-- Opening Marker --
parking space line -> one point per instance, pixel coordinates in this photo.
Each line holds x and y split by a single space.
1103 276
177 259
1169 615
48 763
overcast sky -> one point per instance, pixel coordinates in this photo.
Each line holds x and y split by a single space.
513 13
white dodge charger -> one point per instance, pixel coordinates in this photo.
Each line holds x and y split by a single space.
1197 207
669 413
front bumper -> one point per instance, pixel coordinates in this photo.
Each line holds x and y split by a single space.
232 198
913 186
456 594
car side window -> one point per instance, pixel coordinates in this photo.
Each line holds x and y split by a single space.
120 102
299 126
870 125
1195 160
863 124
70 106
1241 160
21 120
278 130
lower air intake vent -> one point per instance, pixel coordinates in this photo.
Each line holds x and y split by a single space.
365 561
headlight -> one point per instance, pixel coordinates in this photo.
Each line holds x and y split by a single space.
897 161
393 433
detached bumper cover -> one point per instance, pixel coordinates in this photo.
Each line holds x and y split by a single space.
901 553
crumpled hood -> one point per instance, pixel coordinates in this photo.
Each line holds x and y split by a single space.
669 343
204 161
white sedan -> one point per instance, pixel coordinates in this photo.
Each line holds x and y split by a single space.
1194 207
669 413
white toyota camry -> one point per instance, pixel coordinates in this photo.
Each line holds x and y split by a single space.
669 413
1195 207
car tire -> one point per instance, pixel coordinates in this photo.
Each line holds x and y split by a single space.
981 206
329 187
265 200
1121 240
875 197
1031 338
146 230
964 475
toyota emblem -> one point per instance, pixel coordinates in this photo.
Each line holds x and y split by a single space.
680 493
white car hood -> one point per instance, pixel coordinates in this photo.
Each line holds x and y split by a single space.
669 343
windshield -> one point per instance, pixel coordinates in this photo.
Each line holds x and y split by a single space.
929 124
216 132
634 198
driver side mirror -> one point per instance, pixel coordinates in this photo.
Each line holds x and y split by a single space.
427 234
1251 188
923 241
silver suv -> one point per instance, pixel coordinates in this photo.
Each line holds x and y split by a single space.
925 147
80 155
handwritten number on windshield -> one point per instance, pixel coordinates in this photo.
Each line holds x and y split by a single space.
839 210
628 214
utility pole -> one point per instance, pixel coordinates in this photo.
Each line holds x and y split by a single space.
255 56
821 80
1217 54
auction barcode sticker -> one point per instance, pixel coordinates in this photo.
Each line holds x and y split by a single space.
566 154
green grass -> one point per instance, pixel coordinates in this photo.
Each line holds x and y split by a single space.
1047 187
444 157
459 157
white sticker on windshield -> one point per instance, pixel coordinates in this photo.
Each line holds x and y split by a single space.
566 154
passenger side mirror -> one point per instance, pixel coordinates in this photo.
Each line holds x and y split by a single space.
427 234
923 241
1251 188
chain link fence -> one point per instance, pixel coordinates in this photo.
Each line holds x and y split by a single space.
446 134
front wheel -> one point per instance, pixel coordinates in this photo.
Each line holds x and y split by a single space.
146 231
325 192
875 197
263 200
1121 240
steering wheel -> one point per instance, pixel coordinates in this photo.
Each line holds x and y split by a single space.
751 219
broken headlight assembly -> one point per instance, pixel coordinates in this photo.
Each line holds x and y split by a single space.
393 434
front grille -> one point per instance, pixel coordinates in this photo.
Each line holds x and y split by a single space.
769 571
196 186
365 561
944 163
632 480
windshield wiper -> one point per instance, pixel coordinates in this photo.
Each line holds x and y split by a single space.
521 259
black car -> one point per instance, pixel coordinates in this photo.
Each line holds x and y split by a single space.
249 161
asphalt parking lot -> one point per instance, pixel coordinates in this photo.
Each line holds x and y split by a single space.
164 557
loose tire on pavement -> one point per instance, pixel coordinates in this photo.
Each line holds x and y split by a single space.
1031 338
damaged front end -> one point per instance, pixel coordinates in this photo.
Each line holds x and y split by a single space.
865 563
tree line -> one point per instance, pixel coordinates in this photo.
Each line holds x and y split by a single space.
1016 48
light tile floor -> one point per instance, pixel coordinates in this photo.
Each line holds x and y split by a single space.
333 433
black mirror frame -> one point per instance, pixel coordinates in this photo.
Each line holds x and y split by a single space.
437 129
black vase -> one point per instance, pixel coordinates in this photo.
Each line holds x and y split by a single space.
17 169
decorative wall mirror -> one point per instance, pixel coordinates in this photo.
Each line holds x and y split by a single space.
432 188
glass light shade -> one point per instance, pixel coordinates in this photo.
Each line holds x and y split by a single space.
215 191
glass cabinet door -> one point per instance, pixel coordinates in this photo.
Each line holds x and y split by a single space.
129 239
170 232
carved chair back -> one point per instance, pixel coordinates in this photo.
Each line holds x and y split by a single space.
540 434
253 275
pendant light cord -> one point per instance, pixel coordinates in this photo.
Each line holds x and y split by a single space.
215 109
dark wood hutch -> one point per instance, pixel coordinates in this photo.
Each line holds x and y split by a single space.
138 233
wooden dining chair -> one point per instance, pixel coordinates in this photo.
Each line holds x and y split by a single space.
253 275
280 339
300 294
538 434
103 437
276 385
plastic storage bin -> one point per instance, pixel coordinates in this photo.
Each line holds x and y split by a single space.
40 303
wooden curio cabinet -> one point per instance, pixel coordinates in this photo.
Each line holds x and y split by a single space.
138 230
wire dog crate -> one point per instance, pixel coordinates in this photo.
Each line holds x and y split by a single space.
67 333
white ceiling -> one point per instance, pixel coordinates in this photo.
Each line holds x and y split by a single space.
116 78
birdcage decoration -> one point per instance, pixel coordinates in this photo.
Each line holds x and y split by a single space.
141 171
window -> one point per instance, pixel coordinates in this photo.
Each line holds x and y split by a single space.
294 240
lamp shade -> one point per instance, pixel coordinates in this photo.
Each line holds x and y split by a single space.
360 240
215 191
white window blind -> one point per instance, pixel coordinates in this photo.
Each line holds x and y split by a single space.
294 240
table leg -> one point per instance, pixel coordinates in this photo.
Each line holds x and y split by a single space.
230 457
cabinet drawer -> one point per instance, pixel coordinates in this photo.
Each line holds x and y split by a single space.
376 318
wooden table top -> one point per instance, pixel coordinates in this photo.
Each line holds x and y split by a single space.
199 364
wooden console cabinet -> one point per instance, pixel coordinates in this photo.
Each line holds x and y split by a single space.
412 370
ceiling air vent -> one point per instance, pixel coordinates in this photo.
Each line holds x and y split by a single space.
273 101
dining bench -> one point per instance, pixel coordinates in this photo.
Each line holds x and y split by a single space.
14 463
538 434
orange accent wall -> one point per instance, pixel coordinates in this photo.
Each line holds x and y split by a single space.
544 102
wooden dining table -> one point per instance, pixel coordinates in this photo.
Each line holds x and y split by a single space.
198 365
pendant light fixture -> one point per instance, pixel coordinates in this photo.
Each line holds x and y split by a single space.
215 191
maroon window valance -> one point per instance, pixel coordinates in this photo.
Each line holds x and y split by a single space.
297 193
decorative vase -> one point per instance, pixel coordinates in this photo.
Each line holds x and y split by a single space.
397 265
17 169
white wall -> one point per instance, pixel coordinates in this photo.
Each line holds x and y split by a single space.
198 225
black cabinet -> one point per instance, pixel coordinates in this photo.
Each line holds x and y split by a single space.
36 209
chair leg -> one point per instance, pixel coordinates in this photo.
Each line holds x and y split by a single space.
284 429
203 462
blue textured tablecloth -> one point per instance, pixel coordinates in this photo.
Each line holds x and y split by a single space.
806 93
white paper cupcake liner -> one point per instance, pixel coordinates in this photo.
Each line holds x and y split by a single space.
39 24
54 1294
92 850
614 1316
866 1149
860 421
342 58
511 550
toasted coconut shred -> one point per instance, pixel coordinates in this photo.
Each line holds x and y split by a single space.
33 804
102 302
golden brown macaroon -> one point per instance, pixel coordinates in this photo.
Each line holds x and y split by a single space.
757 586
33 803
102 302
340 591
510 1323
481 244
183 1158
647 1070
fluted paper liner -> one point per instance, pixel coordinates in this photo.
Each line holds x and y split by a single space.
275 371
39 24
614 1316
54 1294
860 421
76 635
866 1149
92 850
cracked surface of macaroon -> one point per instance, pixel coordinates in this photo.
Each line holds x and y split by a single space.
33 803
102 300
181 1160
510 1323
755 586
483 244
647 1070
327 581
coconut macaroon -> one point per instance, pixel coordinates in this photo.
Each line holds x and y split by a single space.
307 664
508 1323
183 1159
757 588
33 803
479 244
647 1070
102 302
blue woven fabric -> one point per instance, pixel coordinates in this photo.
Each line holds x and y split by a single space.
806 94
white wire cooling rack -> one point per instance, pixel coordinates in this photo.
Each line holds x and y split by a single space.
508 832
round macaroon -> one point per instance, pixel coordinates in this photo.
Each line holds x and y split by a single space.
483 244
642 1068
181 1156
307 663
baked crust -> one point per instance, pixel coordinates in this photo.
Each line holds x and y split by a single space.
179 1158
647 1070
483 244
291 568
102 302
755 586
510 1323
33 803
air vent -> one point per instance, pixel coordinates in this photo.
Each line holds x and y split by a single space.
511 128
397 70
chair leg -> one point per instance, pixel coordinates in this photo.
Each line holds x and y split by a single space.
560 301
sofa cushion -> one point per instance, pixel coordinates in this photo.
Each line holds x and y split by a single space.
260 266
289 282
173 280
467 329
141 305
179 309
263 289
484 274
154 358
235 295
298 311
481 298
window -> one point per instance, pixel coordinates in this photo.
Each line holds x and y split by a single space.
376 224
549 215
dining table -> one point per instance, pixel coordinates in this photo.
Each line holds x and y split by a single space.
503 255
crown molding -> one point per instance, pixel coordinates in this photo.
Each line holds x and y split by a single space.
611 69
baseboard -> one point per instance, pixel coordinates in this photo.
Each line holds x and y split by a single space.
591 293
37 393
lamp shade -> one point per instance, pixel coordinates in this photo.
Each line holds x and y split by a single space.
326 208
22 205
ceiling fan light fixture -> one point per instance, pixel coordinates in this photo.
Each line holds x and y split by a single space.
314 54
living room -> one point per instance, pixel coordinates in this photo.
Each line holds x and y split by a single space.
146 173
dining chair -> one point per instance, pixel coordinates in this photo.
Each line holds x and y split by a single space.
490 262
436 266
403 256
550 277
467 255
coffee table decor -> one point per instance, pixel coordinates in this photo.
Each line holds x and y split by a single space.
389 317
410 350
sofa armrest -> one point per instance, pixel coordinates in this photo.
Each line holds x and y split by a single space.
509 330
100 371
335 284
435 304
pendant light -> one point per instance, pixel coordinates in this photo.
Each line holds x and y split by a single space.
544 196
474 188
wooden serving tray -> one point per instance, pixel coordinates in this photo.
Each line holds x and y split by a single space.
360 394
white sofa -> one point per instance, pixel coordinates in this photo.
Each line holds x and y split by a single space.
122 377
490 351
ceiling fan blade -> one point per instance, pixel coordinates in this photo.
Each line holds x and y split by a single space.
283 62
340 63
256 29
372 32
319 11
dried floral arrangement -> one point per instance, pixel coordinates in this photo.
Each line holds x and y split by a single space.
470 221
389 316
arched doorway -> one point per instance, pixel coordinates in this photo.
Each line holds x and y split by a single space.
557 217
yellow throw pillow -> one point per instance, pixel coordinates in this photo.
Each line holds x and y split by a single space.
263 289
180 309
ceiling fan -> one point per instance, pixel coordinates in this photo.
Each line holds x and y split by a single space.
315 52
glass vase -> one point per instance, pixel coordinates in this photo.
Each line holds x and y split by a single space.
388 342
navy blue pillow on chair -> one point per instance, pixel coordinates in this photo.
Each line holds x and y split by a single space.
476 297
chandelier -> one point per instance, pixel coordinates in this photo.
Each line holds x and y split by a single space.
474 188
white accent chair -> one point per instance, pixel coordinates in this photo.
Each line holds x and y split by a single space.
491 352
-- Closing Marker --
> **WHAT THE EXERCISE ASKS**
In these records, tally the lines that contain the string "liner", and give only the result.

> **RESPONSE BELOW**
2